*** Opening of Extracted records ***

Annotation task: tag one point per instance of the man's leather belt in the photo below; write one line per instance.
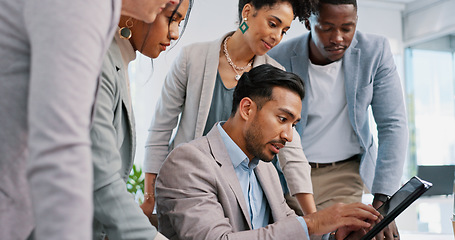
(323, 165)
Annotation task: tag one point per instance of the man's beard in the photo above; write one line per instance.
(253, 139)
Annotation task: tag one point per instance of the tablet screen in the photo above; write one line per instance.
(406, 195)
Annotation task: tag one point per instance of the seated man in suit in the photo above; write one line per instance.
(222, 185)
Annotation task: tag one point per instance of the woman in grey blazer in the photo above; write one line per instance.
(116, 214)
(201, 81)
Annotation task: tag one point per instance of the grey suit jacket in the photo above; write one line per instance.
(371, 79)
(113, 146)
(188, 92)
(199, 196)
(49, 64)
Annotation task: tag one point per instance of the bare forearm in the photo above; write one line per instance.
(149, 194)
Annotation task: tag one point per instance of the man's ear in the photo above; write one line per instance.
(246, 108)
(307, 24)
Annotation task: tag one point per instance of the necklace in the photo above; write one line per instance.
(234, 67)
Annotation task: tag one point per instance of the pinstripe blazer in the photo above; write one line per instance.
(199, 196)
(50, 60)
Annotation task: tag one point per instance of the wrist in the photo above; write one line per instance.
(149, 196)
(379, 199)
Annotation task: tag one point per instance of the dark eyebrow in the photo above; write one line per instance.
(288, 113)
(178, 14)
(344, 24)
(277, 18)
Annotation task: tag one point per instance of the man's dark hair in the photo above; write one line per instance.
(302, 8)
(316, 7)
(259, 82)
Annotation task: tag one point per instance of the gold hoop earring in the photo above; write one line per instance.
(244, 26)
(125, 32)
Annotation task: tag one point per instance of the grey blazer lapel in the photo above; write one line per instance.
(351, 66)
(270, 193)
(209, 71)
(221, 155)
(125, 99)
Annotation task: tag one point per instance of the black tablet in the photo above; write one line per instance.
(404, 197)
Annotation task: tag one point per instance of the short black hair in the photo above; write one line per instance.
(316, 7)
(259, 82)
(302, 8)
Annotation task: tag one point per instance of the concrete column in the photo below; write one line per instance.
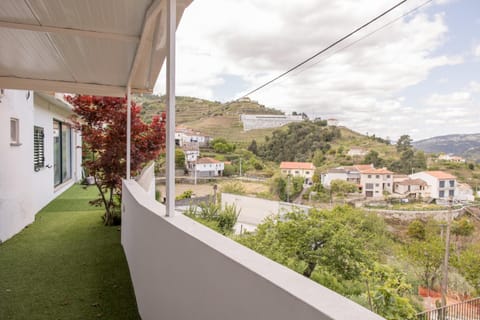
(170, 172)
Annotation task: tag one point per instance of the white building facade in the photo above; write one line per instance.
(305, 170)
(263, 121)
(41, 156)
(185, 136)
(209, 167)
(375, 182)
(442, 185)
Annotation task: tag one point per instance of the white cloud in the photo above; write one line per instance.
(453, 99)
(257, 40)
(476, 50)
(474, 86)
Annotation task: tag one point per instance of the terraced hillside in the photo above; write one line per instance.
(209, 117)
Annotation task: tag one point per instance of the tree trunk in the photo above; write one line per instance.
(310, 267)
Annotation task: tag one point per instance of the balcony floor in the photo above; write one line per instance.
(66, 265)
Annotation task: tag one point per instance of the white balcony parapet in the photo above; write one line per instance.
(182, 270)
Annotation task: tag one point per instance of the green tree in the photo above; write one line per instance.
(374, 158)
(389, 293)
(221, 145)
(404, 143)
(318, 158)
(469, 265)
(416, 230)
(179, 159)
(253, 147)
(341, 187)
(427, 256)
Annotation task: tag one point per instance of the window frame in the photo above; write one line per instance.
(38, 148)
(15, 132)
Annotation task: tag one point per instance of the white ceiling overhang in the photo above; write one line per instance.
(97, 47)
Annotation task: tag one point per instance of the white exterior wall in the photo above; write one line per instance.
(181, 270)
(434, 184)
(24, 192)
(259, 121)
(328, 177)
(307, 174)
(384, 182)
(16, 164)
(204, 169)
(192, 155)
(431, 181)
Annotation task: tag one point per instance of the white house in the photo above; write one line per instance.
(209, 167)
(451, 158)
(407, 187)
(41, 155)
(332, 122)
(464, 192)
(442, 184)
(192, 153)
(263, 121)
(305, 170)
(356, 152)
(348, 173)
(185, 135)
(375, 182)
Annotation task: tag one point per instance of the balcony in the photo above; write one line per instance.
(180, 269)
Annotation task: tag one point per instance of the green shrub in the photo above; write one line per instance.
(235, 187)
(185, 195)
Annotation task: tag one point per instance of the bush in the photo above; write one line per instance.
(228, 170)
(234, 187)
(213, 216)
(185, 195)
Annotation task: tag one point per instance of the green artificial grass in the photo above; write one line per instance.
(66, 265)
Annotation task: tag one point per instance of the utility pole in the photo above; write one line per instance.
(195, 172)
(446, 258)
(240, 167)
(288, 188)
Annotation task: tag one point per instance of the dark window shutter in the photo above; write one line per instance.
(38, 148)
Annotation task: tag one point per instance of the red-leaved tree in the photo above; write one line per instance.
(102, 121)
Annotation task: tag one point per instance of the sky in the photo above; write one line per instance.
(417, 75)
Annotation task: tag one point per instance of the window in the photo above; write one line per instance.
(62, 157)
(38, 148)
(14, 132)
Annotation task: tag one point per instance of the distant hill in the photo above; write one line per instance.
(210, 117)
(464, 145)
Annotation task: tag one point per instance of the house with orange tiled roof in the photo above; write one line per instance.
(208, 167)
(298, 169)
(442, 185)
(411, 188)
(375, 182)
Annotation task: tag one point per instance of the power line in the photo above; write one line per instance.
(325, 49)
(365, 36)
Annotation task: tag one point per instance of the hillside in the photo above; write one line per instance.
(210, 117)
(464, 145)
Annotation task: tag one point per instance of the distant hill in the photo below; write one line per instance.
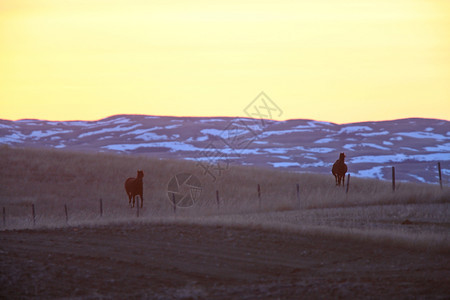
(413, 146)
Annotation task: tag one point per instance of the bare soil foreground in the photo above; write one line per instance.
(176, 261)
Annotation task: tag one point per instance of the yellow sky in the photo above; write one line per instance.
(340, 61)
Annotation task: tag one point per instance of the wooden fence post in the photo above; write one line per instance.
(137, 208)
(393, 179)
(33, 212)
(217, 199)
(348, 183)
(174, 203)
(67, 215)
(259, 195)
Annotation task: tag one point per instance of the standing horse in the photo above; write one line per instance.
(134, 187)
(339, 169)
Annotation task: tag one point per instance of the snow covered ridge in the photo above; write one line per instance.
(413, 146)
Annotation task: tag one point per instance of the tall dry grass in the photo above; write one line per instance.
(50, 179)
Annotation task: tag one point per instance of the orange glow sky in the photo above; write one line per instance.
(340, 61)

*** Close of Extracted records ***

■ **Task statement**
Print all data above verbatim, except pictures.

■ **Answer below**
Annotation task: tag one point per instance of the man's leather belt in the photo below; write one line per instance.
(323, 165)
Annotation task: tag one point per instance of the man's beard in the photo above; write one line per instance.
(253, 139)
Annotation task: tag one point per instance of the tablet screen in the photo above; write one line per instance.
(406, 195)
Annotation task: tag one point per instance of the seated man in suit in the photo above; write one line per instance.
(222, 185)
Annotation task: tag one point per instance of the woman in grey blazer in the photo above; write one line per instance.
(116, 214)
(201, 81)
Annotation task: tag one point per instance of the grey suit jacket in the photo above; write one line per instance.
(371, 79)
(113, 146)
(188, 92)
(199, 196)
(49, 64)
Annotation task: tag one point per instance of the bare forearm in the photo above; write one line per instance.
(149, 194)
Annotation task: tag one point per instance of the man's ear in the photo above; write one line per instance.
(246, 108)
(307, 24)
Annotation task: tag one point per instance of the necklace in the photo above; write one line per instance.
(234, 67)
Annotation task: tag one point per instance of the pinstripe blazer in the photo above; write one line per instance.
(199, 196)
(50, 60)
Annotation task: tag one point per instance of the wrist in the photo above; write one line per instance.
(149, 196)
(379, 199)
Annotation task: tag one point per instance of the dark eyebrow in the photo above; write one line per instance.
(288, 113)
(178, 14)
(344, 24)
(277, 18)
Annotation task: tag one point per instance of the man's dark hair in the photo above; write one line per instance.
(302, 8)
(316, 7)
(259, 82)
Annotation task: tag one point per instance of the gold hoop earring in the photo above; write one line per instance.
(244, 26)
(125, 32)
Annotation task: tag one point per instance of the grey blazer lapel in the photo above; write one line per instance.
(351, 66)
(270, 193)
(209, 71)
(221, 155)
(125, 99)
Annotation task: tag one point per instance of the black tablet in the photo above; write one line per instance.
(404, 197)
Annotation task: tag one point per instance of the short black hair in the photo above; write one line per instance.
(316, 7)
(259, 82)
(302, 8)
Annotation task: tag one point per instance of the concrete column in the photo below; write one line per instance.
(170, 172)
Annotation task: tag one point per instance of the white building facade in the photo above; write one line per instance.
(305, 170)
(263, 121)
(41, 156)
(185, 136)
(209, 167)
(375, 182)
(442, 185)
Annotation task: tag one point per instance of the white cloud in the photo above; write one line per instance.
(453, 99)
(257, 40)
(476, 50)
(474, 86)
Annotation task: tag one point per instance of the terraced hillside in the photo above; write one line per instance.
(209, 117)
Annotation task: tag one point per instance of the tree trunk in the photo above; write one line per instance.
(310, 267)
Annotation task: tag one point per instance of the balcony floor in the photo above; write one line per instance.
(66, 265)
Annotation task: tag one point per instance of the white balcony parapet in the photo above; write one line per instance.
(182, 270)
Annotation task: tag one point per instance of the green tree in the photo above; write one line per instance.
(374, 158)
(389, 293)
(221, 145)
(404, 143)
(318, 158)
(469, 265)
(416, 230)
(179, 159)
(253, 147)
(341, 187)
(427, 256)
Annotation task: tag one point per instance of the window frame in the photo above; write one line per instance.
(38, 148)
(15, 132)
Annotation task: tag one point per instance of the white ceiling overhang in the photo above; write one line per instance.
(97, 47)
Annotation task: tag one point per instance of the white exterior wall in the photo above; write one line per instance.
(181, 270)
(434, 184)
(24, 192)
(259, 121)
(328, 177)
(307, 174)
(384, 182)
(16, 164)
(204, 169)
(192, 155)
(431, 181)
Annotation task: tag one point per instance of the white house in the photo above; write one line per instance.
(209, 167)
(451, 158)
(407, 187)
(41, 155)
(332, 122)
(464, 192)
(442, 184)
(192, 153)
(263, 121)
(305, 170)
(356, 152)
(348, 173)
(185, 135)
(375, 182)
Annotation task: tag one point per instance of the balcony in the photo above; write one line per instance.
(180, 269)
Annotation task: tag one point per instance of the green shrub in the photo above; write one line per instance.
(235, 187)
(185, 195)
Annotation task: tag one point per instance of the bush in the photo above; write one line per instance.
(228, 170)
(234, 187)
(213, 216)
(185, 195)
Annotation task: tag one point per instance of the green artificial grass in the photo above; write one line per instance.
(66, 265)
Annotation task: tag one point per instance of the utility pole in the photo above; write one line per instance.
(195, 172)
(446, 258)
(240, 167)
(288, 188)
Annotation task: tag one point per instance of the dark window shutter in the photo above; write one line per instance.
(38, 148)
Annotation task: tag one point per instance of the red-leaved tree in the photo above; write one line per instance.
(102, 121)
Annotation task: tag one point per instance of the sky in the photo above; write one line per instance.
(417, 75)
Annotation task: tag one point per instance of the window in the photo above; write one line per instance.
(62, 157)
(38, 148)
(14, 132)
Annotation task: tag one point per instance of the distant hill in the photo above; write one line per instance.
(210, 117)
(464, 145)
Annotation task: tag one point per instance of the house with orange tiled roof in the photo above; write one line per instance.
(208, 167)
(298, 169)
(442, 185)
(411, 188)
(375, 182)
Annotation task: tag one point per instance of the power line in the photo above; write one line per instance.
(325, 49)
(365, 36)
Annotation task: tag one point per instance of the hillside in the photo above; write one line per instance.
(210, 117)
(464, 145)
Annotation task: tag one point per instance of the distant hill in the photo below; write one line per instance.
(413, 146)
Annotation task: tag one point per instance of the bare soil foreground in the photo above; write one line per instance.
(176, 261)
Annotation task: tag one point per instance of the yellow sky in the photo above; write one line per instance.
(340, 61)
Annotation task: tag one point per instance of the wooden fence post in the photo above; write one line per instance.
(137, 208)
(393, 179)
(33, 212)
(217, 199)
(348, 183)
(174, 203)
(67, 215)
(259, 195)
Annotation task: tag one point per instance of the standing horse in the photo above; write one line per instance.
(134, 187)
(339, 169)
Annotation task: tag one point per instance of the snow covered ridge in the photo above; write one line per instance.
(413, 146)
Annotation task: tag one point per instance of the tall dry grass in the photo above; write one line per instance.
(50, 179)
Annotation task: tag one point per instance of the orange glow sky in the photo above; write one line per instance.
(340, 61)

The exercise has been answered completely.